■ Extrait à lire:
════════════════════

Dans la foulée de la censure, Michel Barnier a présenté sa démission au président Emmanuel Macron, devenant ainsi le Premier ministre au mandat le plus court de la Ve République. Jusqu’à la nomination d’un successeur, Barnier et son équipe expédient les affaires courantes. “Ce n’est pas seulement un revers pour mon gouvernement, mais un avertissement pour toutes nos institutions,” a déclaré Barnier dans un discours de départ empreint de gravitas.
Le jeudi 5 décembre, Emmanuel Macron s’est adressé aux Français depuis l’Élysée. Lors d’une allocution solennelle, il a accusé une alliance “anti-républicaine” d’avoir choisi “le chaos plutôt que la responsabilité.” Réaffirmant son intention de poursuivre son mandat jusqu’à son terme en 2027, il a promis des “mesures exceptionnelles” pour assurer le fonctionnement de l’État et présenter rapidement un nouveau budget. Par ailleurs, il a annoncé la nomination imminente d’un nouveau Premier ministre. Parmi les noms qui circulent : Sébastien Lecornu, ministre de la Défense, et François Bayrou, figure centriste.

════════════════════

■ Consigne: Pourriez-vous reprendre le texte ci-dessus sur la démission de Michel Barnier et le poursuivre après sa dernière phrase ?

[Annotations de points sur images]
════════════════════

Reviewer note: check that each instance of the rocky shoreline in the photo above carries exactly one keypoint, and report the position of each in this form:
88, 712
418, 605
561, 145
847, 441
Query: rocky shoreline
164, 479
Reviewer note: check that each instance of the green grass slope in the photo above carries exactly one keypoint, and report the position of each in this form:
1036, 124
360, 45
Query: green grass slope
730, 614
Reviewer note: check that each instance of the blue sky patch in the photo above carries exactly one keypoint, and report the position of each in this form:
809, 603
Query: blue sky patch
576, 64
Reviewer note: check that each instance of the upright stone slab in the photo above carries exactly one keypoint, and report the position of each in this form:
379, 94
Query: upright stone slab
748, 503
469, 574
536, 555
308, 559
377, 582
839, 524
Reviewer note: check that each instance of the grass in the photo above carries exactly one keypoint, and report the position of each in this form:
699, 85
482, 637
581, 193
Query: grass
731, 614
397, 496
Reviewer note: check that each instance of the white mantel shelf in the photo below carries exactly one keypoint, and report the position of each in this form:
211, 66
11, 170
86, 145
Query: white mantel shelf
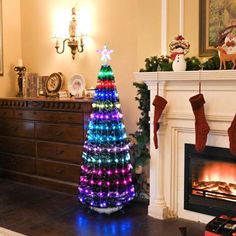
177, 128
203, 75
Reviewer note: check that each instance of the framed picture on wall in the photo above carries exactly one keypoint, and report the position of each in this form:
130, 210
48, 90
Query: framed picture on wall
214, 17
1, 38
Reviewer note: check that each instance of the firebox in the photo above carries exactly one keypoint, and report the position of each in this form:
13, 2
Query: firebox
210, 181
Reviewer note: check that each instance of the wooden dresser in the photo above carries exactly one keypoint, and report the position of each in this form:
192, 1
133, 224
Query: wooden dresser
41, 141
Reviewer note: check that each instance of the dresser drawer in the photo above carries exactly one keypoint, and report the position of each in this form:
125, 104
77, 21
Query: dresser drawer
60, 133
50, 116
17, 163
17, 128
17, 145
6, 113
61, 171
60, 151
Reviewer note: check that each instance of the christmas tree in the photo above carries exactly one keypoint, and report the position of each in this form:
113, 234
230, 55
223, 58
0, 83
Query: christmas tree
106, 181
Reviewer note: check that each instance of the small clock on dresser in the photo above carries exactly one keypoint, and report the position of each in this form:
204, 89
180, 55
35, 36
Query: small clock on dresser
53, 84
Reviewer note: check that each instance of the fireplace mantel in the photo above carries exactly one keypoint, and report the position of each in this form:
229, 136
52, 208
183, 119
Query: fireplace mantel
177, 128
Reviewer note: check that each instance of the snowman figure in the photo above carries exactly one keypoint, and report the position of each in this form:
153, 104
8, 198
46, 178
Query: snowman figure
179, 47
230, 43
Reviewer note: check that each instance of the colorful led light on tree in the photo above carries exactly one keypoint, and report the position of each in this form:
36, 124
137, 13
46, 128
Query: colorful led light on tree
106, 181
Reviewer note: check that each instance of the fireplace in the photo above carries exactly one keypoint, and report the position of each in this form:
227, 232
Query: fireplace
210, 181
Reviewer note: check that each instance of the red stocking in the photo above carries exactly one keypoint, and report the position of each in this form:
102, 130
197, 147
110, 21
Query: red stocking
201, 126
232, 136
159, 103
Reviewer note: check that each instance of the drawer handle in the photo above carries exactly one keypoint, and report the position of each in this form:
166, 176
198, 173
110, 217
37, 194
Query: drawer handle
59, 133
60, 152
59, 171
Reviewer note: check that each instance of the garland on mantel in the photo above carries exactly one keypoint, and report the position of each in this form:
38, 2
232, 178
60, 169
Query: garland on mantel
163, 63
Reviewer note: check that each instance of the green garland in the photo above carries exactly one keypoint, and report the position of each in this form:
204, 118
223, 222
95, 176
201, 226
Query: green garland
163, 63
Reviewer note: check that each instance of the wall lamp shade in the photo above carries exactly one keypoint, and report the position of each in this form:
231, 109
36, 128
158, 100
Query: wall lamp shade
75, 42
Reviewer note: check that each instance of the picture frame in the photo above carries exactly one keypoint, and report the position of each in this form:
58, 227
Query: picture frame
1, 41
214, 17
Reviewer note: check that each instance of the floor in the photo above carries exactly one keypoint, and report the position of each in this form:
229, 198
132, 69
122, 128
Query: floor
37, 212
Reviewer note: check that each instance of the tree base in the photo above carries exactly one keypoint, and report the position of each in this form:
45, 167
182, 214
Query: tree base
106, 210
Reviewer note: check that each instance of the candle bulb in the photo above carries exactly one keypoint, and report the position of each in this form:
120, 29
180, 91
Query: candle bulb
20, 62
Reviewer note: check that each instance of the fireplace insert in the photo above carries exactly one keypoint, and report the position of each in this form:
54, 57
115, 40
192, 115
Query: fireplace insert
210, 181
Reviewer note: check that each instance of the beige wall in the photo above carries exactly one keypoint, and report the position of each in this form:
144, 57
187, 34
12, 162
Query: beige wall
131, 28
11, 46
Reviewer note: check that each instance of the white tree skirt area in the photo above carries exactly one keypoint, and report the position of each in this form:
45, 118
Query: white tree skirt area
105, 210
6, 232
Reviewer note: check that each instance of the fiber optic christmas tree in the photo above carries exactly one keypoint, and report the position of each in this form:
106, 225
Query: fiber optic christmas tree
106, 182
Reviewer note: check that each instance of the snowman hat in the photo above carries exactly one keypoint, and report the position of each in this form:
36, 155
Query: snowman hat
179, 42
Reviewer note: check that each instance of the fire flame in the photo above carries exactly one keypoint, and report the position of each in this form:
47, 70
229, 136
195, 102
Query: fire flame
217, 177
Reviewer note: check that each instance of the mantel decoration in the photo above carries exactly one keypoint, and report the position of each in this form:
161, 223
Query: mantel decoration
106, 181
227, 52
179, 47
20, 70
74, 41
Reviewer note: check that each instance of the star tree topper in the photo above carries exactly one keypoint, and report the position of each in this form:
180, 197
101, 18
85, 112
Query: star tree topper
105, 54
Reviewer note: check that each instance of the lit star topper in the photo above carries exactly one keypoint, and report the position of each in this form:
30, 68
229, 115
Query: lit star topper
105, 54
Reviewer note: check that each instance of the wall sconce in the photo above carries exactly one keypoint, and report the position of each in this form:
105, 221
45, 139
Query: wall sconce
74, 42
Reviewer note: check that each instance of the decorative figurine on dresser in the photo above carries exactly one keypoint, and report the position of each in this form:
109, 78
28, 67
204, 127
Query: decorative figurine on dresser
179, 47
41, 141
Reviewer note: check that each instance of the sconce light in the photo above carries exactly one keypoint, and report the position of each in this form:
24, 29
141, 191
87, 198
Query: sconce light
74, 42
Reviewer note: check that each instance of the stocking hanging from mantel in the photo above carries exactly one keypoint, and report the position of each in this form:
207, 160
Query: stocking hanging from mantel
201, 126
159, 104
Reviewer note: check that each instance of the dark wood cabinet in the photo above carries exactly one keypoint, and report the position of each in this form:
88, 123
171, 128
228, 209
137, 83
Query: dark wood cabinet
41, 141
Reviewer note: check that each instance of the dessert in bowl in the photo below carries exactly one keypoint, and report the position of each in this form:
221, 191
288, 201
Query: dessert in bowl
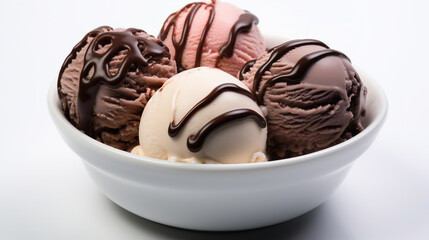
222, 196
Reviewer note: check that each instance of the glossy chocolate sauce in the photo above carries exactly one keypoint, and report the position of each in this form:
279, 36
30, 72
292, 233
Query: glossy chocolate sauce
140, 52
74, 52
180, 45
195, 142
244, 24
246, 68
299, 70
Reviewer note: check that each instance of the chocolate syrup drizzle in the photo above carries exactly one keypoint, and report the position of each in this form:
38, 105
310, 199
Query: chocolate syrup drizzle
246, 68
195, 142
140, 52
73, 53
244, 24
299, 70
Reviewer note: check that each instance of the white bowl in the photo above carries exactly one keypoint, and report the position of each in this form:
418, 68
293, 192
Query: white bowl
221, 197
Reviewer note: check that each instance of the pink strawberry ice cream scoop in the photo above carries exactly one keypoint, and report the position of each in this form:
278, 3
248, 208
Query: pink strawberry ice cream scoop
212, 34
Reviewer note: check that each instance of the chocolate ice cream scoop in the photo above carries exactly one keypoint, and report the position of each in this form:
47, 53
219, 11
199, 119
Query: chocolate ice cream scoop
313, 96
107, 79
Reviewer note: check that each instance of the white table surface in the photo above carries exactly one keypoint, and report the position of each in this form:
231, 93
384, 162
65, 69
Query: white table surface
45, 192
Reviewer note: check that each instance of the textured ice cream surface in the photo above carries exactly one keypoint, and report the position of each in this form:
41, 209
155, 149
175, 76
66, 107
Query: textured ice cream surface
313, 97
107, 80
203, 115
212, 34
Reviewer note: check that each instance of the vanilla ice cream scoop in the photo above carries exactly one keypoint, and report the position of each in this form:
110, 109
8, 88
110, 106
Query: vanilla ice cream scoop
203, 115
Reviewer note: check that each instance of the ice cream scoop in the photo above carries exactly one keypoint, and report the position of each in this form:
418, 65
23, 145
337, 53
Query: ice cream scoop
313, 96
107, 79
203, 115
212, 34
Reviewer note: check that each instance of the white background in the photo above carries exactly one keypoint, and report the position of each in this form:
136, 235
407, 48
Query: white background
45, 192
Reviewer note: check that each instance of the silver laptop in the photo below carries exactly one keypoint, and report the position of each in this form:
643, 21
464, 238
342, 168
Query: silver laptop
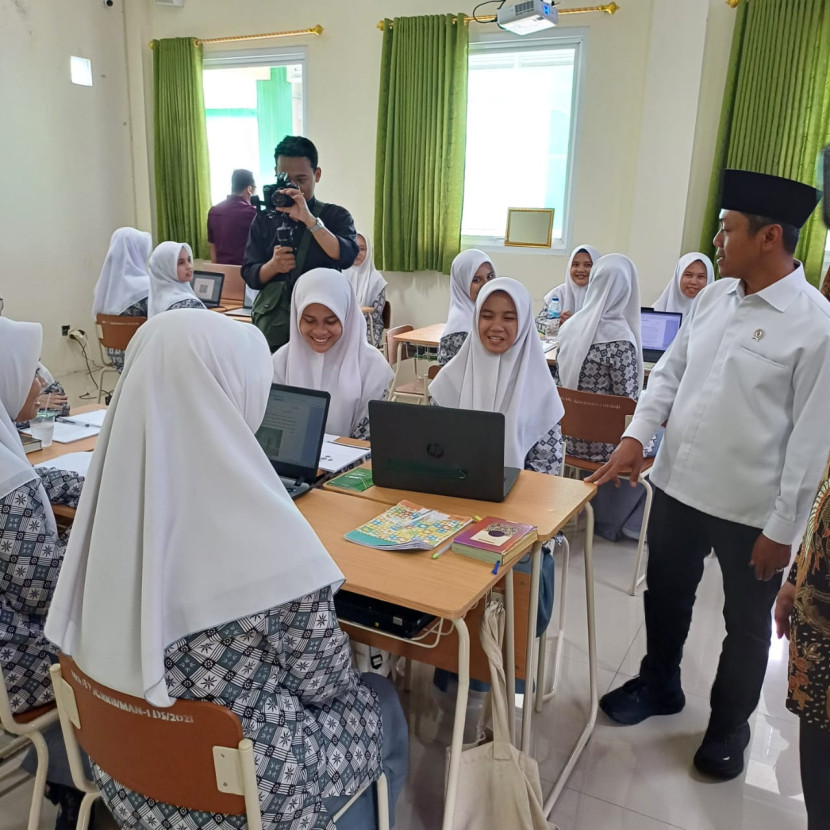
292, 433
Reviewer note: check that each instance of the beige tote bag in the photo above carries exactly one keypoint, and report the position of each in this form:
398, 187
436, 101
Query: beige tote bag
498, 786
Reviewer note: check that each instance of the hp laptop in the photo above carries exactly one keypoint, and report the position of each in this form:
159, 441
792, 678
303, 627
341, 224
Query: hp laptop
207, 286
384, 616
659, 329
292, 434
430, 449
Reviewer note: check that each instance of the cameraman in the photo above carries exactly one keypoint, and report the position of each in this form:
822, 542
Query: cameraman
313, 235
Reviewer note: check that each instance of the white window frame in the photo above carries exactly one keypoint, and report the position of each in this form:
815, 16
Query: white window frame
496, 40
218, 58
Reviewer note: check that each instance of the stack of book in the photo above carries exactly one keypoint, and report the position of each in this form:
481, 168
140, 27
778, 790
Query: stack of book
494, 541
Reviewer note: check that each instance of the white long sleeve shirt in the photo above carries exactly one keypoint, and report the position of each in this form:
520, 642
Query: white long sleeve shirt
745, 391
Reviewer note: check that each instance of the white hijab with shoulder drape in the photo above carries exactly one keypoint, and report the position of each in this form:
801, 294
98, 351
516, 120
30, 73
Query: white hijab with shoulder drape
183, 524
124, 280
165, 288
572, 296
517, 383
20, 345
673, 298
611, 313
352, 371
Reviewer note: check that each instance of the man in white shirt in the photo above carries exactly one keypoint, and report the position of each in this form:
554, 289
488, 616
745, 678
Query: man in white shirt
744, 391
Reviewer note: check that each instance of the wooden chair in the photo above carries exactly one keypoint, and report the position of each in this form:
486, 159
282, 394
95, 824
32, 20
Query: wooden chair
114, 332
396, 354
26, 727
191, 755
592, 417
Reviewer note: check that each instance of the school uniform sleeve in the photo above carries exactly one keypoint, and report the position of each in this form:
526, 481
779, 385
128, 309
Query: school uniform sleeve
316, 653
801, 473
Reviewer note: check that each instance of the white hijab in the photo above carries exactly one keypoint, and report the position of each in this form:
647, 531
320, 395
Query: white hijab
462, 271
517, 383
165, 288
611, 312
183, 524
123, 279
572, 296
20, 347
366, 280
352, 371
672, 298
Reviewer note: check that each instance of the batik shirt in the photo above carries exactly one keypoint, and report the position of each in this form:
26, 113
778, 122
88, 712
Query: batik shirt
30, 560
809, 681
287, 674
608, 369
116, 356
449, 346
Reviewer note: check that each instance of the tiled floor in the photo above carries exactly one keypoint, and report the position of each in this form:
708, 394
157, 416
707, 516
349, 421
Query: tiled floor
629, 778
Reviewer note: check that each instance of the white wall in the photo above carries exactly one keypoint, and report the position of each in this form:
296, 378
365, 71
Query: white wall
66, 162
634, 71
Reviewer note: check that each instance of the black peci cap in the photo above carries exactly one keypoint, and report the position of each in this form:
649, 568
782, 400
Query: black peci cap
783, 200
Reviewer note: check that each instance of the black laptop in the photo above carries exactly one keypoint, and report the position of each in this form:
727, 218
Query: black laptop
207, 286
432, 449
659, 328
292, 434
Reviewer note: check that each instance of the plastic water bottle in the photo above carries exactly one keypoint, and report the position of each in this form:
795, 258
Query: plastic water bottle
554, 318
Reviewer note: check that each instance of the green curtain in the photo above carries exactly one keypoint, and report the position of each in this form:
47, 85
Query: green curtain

════════════════════

■ Réponse:
Un sondage CSA publié peu avant l’adoption de la motion de censure révèle que 62% des Français souhaitaient la démission d’Emmanuel Macron en cas de chute du gouvernement Barnier. La colère gronde dans un pays où l’inflation et les incertitudes économiques alimentent le mécontentement.
“Cette crise, c’est la conséquence directe de politiques éloignées des réalités quotidiennes des Français,” estime une analyste politique interrogée par Le Point. Dans les rues, les Français expriment un ras-le-bol face à ce qu’ils perçoivent comme un immobilisme des élites.
Un horizon politique incertain
Rassemblement National (RN) : Marine Le Pen s’est félicitée de la chute du gouvernement, appelant Macron à respecter “le choix des Français” et à envisager sa démission.
Nouveau Front Populaire (NFP) : Jean-Luc Mélenchon et ses alliés ont exigé la nomination d’un Premier ministre issu de leurs rangs, affirmant que “la gauche est la seule alternative crédible.”
Les Républicains (LR) : Le parti de Michel Barnier a appelé à la responsabilité pour sortir de la crise, tout en réaffirmant son ancrage dans une opposition constructive.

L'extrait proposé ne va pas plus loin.